Complete the following
1 - Answer these from the weight-loss post:
(a) On what date did the writer rejoin Weight Watchers?
(b) What goal weight did the writer reach?
(c) How many pounds did the writer lose in total?
2 - Print the weight-loss post word for word, starting with "On April 4, 2009, I" and going on through "see what happened.".

Page text
■ ■ ■

On April 4, 2009, I rejoined Weight Watchers. Again. For the eleventy-third time.  I was mildly thinking about bariatric surgery and knew that I would have to have 6 months of a proven track record in an accountable weight loss program, and that WW would count.  But the only thing I was committing to was following a sensible program to reverse the weight-gain process and see what happened.

Who knew where that would lead?  I certainly didn’t – because I was taking one next step at a time, as they came up, and didn’t obsess about getting to an unrealistic place.  Those steps led to lapband surgery, working with a personal trainer, and most recently plastic surgery to get rid of excess skin.  (Which I’ve told you about in excruciating detail.)

Two years and three weeks after walking into WW, I stepped on the scale and realized I was at my goal weight of 175 lbs (well, okay, 175.2 but I’m still counting it).   I’ve lost 46% of my starting weight for a total of 137 lbs.  The last time I was at this weight was when I was in grad school 34 years ago.

■ ■ ■

Data supplied
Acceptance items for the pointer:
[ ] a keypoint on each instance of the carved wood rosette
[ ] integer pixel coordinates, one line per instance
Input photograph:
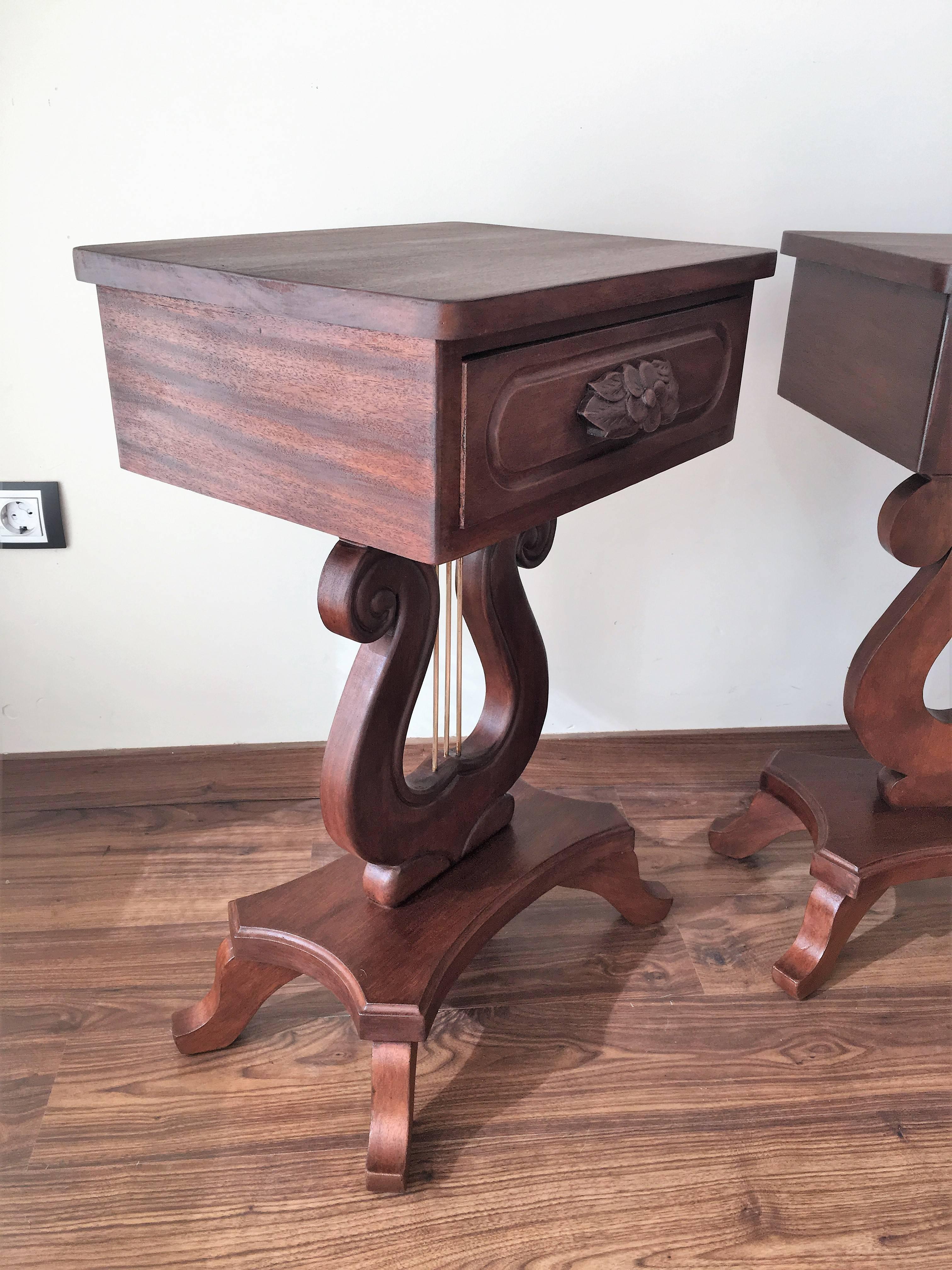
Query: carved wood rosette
(631, 399)
(412, 828)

■ ■ ■

Task results
1 -
(a) April 4, 2009
(b) 175 lbs
(c) 137 lbs

2 -
On April 4, 2009, I rejoined Weight Watchers. Again. For the eleventy-third time.  I was mildly thinking about bariatric surgery and knew that I would have to have 6 months of a proven track record in an accountable weight loss program, and that WW would count.  But the only thing I was committing to was following a sensible program to reverse the weight-gain process and see what happened.